- Teks Halaman -
Guru. Ya, memang satu kata yang sudah umum, walau dibalik kemisteriusannya yang kompleks. Dari The first teacher ‘ Aristoteles’, the second techer ‘Al-Farabi’, sampai zamannya Oemar bakri “ontel” lalu zamannya Oemar Bakrie ‘laptop’. Sudah begitu jelas, nasib mereka tidak sepantas apa yang mereka kerjakan. Bayangkan saja, tentu anda tahu si Michael Faraday. Dia sangat terkenal dalam ilmu kimia dan fisika, sesosok jenius yang mempopulerkan istillah elektrode, anode dan katode. Tapi hidup di dalam atap sebuah kandang kuda di kota London. Guru, sebutannya memang benar sang pahlawan tanpa tanda jasa. Namun, sudah sepantasnyalah tanda jasa itu untuk dihargai dan dihormati. Walau “tanda” itu tidak terpasang di seragam mereka.
Penulis kali ini bermaksud menanggapi opininya Pak Drs. H. Ahdiat Gazali Rahman, SH. MH. Jadi sengaja judulnya dimirip-miripkan ( karena memamg inspirasinya dari situ). Bukan suatu masalah kan Pak? Tapi kali ini penulis membahasnya dengan cara yang berbeda dan yang pasti berbeda dari substansi sudut pusat pandangannya. Bukankah perbedaan itu yang membuat indah dunia ? Bayangkan kalau di dunia ini semuanya berprofesi sebagai guru fisika. Sehingga sangat sulit untuk guru saling berbagi ilmu, karena semua sudah tahu tentang keindahan fisika tersebut. Lambat laun, karena memang tak bisa mengajar sedangkan bahan ajar sudah banyak memenuhi otak. Maka, sesuai konsep-konsep dasar ilmu alam, otak tersebut akan menurun efektivitasnya dalam berpikir. Belum lagi masalah gengsi dan iri dengki yang akan mengalami eskalasi jika semuanya guru.

- Tujuan Latihan -
Ketik ulang bagian teks tentang guru di atas tanpa mengubah satu huruf pun, mulai dari "Guru. Ya, memang" hingga "di seragam mereka.", termasuk kata-kata penutup itu. Data ini merupakan bahan tersendiri yang tidak berkaitan dengan teks.

- Data yang Ditampilkan -

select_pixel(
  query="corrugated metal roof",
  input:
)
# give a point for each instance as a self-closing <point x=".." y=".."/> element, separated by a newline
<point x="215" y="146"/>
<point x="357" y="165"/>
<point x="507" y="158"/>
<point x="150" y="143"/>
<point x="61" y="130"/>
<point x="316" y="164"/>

- Jawaban Benar -
Guru. Ya, memang satu kata yang sudah umum, walau dibalik kemisteriusannya yang kompleks. Dari The first teacher ‘ Aristoteles’, the second techer ‘Al-Farabi’, sampai zamannya Oemar bakri “ontel” lalu zamannya Oemar Bakrie ‘laptop’. Sudah begitu jelas, nasib mereka tidak sepantas apa yang mereka kerjakan. Bayangkan saja, tentu anda tahu si Michael Faraday. Dia sangat terkenal dalam ilmu kimia dan fisika, sesosok jenius yang mempopulerkan istillah elektrode, anode dan katode. Tapi hidup di dalam atap sebuah kandang kuda di kota London. Guru, sebutannya memang benar sang pahlawan tanpa tanda jasa. Namun, sudah sepantasnyalah tanda jasa itu untuk dihargai dan dihormati. Walau “tanda” itu tidak terpasang di seragam mereka.